◆ **REQUIREMENT**
Among the lines below, keep only those from the one containing "Pick out each instance of the monk" through the one containing "Pick out each instance of the photograph", and reproduce them exactly.
== == ==
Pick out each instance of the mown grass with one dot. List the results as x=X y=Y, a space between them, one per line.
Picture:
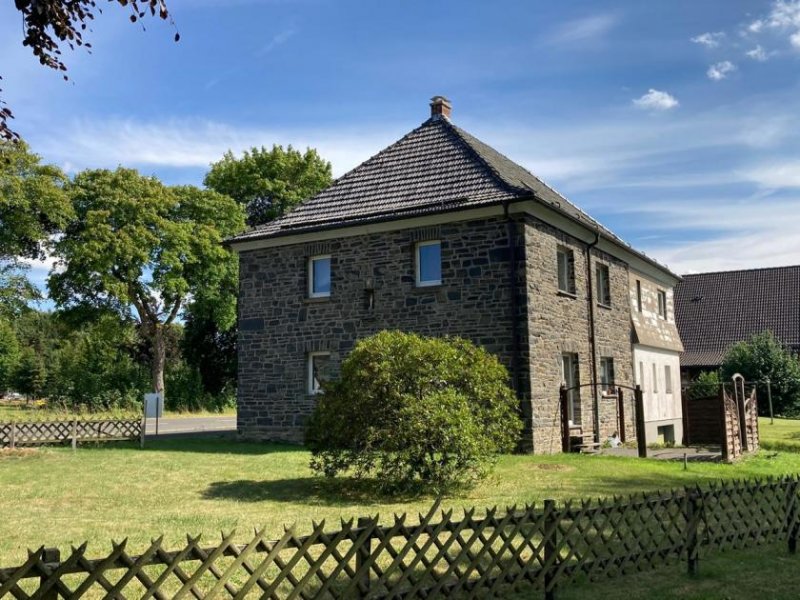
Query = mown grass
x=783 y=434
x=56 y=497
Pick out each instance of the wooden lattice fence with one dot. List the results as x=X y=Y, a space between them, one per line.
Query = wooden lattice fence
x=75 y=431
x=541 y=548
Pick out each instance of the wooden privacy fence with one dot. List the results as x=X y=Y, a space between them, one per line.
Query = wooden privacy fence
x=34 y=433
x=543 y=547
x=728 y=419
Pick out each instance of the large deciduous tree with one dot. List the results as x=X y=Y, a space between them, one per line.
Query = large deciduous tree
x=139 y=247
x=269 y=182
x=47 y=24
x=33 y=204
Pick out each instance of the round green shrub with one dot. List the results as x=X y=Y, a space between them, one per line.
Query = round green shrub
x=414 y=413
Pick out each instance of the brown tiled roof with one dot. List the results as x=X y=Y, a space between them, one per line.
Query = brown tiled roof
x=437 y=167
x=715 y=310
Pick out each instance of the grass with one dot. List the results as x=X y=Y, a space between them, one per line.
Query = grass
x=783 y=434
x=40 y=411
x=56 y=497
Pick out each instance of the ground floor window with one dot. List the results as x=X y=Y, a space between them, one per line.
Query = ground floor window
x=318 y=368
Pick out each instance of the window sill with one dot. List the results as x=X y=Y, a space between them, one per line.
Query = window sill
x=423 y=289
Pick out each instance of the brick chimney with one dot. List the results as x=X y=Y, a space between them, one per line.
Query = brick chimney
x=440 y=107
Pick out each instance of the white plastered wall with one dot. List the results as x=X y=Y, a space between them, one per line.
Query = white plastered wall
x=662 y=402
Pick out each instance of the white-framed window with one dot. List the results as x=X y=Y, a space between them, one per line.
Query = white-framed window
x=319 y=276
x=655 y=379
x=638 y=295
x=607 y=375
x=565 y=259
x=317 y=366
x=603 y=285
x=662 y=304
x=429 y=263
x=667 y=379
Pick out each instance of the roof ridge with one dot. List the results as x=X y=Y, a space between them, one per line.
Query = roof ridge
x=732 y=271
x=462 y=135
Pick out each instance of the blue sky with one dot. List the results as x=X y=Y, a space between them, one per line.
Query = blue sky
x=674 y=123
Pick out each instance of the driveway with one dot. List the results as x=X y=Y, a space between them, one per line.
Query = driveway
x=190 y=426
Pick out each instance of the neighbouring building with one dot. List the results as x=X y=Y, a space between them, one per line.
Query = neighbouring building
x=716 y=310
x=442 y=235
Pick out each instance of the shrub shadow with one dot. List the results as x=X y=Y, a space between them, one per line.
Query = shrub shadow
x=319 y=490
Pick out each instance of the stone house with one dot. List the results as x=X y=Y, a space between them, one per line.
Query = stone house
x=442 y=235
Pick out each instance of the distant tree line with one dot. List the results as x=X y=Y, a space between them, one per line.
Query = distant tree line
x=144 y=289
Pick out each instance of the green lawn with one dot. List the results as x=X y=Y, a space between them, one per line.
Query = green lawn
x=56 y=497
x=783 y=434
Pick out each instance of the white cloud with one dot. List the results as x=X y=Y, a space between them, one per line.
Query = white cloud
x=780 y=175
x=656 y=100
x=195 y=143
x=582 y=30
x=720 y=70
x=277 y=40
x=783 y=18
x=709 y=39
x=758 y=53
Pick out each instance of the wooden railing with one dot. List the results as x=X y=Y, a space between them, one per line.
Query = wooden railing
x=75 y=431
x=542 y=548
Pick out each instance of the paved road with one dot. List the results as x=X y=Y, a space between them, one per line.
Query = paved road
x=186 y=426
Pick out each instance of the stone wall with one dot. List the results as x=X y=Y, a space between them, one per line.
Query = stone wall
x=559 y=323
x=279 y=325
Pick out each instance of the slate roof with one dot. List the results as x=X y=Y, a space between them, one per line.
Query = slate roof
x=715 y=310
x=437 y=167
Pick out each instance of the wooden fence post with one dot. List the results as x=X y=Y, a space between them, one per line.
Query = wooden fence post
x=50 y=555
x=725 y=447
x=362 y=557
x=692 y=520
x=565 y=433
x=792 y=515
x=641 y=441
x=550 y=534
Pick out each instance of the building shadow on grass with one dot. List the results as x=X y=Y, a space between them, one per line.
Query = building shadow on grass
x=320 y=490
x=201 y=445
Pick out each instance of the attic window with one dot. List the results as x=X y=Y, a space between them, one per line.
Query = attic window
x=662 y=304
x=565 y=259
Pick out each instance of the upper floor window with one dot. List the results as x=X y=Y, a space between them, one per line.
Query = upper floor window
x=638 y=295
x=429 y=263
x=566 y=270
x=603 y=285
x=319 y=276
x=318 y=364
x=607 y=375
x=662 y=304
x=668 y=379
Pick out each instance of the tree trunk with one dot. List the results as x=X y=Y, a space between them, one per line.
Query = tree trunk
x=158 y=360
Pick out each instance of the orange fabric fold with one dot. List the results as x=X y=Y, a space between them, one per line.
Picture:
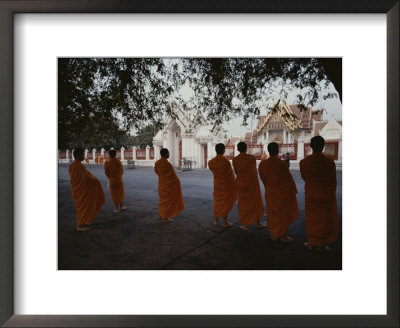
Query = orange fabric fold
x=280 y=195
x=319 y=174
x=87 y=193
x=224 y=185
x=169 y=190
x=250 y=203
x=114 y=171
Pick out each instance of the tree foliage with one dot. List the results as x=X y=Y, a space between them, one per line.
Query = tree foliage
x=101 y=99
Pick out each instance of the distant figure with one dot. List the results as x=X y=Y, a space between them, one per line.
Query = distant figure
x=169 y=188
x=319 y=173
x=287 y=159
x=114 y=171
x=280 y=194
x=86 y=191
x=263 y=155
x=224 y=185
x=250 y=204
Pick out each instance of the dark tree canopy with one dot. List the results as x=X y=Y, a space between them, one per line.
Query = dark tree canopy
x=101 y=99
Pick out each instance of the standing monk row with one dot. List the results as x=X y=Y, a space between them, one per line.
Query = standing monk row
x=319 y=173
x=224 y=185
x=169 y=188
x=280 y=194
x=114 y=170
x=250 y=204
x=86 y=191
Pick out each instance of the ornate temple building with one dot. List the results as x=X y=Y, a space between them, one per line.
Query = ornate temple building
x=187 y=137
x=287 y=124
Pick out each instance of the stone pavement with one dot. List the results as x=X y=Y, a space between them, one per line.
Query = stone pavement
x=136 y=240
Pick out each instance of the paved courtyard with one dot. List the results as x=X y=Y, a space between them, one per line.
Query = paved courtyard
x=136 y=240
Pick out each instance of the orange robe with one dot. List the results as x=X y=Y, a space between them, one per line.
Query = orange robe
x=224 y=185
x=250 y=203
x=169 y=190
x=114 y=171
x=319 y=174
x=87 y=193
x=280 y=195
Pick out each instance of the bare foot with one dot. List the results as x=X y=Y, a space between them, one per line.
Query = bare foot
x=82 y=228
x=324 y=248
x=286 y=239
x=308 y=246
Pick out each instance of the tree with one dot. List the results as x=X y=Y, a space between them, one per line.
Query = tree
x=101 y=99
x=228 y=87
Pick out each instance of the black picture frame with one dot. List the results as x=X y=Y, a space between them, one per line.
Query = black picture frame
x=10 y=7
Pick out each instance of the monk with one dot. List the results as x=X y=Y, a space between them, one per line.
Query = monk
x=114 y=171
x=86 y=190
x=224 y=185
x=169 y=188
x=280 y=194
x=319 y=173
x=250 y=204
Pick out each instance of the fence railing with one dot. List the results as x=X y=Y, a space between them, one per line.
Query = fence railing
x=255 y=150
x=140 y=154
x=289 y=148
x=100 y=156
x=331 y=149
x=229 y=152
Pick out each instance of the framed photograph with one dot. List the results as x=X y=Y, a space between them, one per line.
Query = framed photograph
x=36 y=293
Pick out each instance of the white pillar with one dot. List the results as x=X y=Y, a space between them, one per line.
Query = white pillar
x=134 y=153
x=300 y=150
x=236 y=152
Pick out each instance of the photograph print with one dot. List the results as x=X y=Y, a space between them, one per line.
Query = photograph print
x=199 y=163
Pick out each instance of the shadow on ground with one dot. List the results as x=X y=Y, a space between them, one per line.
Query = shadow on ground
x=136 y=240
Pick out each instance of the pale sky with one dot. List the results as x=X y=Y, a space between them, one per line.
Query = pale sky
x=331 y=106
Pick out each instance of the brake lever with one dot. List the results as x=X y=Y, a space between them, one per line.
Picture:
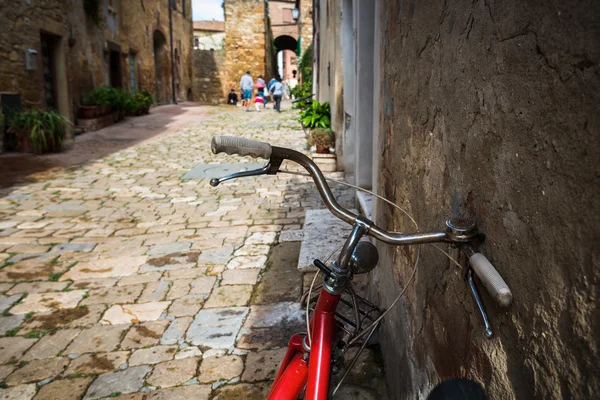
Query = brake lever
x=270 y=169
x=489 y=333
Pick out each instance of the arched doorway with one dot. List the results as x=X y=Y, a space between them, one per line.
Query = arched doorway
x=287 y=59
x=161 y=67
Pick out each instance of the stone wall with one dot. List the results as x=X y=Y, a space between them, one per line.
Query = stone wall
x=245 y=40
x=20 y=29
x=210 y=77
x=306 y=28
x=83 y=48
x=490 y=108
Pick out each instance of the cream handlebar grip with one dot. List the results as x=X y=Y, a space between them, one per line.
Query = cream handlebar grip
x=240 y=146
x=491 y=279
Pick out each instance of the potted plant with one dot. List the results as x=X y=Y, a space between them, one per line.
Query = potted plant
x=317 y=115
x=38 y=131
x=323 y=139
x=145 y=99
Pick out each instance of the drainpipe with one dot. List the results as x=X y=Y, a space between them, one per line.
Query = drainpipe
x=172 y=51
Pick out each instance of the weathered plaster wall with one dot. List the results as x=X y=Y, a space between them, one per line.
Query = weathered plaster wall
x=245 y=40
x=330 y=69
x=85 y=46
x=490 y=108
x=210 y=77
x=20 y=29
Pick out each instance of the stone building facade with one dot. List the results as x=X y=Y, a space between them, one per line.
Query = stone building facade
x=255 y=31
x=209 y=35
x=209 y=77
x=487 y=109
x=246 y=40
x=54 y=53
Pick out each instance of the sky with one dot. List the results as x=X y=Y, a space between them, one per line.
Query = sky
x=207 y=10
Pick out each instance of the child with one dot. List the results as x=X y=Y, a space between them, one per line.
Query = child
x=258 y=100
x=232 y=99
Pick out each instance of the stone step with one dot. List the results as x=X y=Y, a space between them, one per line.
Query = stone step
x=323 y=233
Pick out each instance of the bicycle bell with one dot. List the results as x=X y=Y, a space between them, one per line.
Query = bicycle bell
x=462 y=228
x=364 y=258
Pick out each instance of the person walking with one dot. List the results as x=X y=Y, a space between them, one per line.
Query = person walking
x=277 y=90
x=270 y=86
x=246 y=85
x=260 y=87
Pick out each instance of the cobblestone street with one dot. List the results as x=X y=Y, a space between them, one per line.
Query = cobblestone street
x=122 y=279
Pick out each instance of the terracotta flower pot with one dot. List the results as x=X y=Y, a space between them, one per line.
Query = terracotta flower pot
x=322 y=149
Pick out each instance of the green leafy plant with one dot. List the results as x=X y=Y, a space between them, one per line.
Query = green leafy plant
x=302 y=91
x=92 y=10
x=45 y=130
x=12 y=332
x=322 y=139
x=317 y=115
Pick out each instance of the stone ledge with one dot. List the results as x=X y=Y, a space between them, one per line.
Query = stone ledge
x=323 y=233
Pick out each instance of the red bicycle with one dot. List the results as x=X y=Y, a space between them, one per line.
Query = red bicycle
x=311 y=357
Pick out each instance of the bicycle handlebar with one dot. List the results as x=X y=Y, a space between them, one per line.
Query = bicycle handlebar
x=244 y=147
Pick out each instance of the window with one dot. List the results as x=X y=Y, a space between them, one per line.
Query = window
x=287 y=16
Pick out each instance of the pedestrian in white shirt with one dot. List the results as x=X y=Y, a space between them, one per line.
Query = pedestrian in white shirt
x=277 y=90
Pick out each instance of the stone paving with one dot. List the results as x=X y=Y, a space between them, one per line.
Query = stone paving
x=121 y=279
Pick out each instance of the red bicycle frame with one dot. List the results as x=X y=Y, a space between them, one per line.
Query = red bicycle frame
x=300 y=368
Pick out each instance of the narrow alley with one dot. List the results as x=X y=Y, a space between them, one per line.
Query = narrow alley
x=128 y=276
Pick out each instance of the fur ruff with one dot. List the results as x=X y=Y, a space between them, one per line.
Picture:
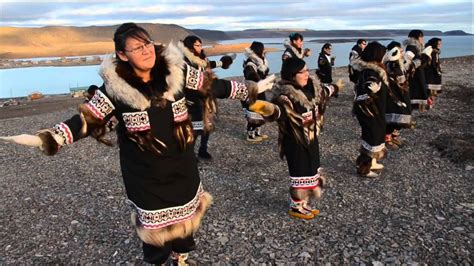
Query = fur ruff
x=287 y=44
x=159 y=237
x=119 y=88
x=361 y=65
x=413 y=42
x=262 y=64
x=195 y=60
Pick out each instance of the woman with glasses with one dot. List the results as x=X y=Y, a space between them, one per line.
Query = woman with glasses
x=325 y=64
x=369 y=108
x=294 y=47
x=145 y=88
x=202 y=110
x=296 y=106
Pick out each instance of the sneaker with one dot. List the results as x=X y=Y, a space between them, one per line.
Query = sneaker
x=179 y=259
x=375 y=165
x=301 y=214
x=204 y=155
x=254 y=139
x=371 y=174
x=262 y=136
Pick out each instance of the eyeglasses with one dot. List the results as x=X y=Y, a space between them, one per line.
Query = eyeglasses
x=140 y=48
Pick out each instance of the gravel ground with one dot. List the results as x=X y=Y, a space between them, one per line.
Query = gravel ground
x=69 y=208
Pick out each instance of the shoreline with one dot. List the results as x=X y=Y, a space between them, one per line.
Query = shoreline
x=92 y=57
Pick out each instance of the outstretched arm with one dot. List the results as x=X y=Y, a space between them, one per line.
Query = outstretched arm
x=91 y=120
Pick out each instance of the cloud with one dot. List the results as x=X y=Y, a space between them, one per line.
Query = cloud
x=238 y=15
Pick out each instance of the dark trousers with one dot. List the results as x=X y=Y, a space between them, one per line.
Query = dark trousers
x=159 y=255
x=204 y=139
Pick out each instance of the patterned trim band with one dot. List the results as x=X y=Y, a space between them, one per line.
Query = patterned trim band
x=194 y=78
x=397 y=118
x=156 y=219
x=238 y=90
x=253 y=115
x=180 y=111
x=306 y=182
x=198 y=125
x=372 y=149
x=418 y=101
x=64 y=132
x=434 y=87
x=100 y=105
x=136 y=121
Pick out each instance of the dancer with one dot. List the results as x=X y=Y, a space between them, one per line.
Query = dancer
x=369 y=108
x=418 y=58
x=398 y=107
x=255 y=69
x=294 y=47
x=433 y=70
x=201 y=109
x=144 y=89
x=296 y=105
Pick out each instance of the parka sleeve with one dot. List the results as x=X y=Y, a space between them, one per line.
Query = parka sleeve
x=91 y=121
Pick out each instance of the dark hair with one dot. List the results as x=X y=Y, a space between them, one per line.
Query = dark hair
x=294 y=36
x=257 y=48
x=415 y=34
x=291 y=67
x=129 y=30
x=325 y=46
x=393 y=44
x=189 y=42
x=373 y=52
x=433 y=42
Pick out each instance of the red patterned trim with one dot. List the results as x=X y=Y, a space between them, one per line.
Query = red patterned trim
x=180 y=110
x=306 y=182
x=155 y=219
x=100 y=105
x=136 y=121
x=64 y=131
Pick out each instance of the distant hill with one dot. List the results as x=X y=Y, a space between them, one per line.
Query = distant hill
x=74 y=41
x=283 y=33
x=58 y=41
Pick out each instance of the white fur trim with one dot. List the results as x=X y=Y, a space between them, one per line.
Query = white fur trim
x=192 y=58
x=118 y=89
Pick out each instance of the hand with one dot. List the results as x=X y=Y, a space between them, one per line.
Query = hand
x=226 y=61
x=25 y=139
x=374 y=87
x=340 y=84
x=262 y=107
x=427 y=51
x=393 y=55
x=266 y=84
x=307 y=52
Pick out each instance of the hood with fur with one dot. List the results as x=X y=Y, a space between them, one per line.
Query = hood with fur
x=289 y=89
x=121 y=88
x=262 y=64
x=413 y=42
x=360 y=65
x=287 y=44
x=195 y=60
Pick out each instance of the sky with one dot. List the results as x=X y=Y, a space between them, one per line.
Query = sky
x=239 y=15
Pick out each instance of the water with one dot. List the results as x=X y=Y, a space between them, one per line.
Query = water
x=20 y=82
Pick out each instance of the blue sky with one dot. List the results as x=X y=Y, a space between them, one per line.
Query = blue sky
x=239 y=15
== == ==
◆ **SOLUTION TO THE PROBLEM**
Pick out each instance of the monk with one dot. List the results as x=X y=Y, a space between them, one per line.
Query = monk
x=114 y=171
x=86 y=190
x=224 y=185
x=169 y=188
x=280 y=194
x=319 y=173
x=250 y=204
Pick out each instance of the fence railing with one dot. List the results as x=X y=Y, a space between them, one per line.
Query = fence railing
x=255 y=150
x=140 y=154
x=289 y=148
x=100 y=156
x=331 y=149
x=229 y=152
Pick out each instance of the framed photograph with one dot. List the results as x=X y=Y, a space between them, one per line.
Query = framed photograph
x=36 y=293
Pick out each instance of the white pillar with one dot. List the results as x=X y=Y, a space between them, one per line.
Query = white pillar
x=134 y=153
x=300 y=150
x=236 y=152
Pick out each instance of the photograph print with one dot. List the results as x=X y=Y, a space between them, one per line.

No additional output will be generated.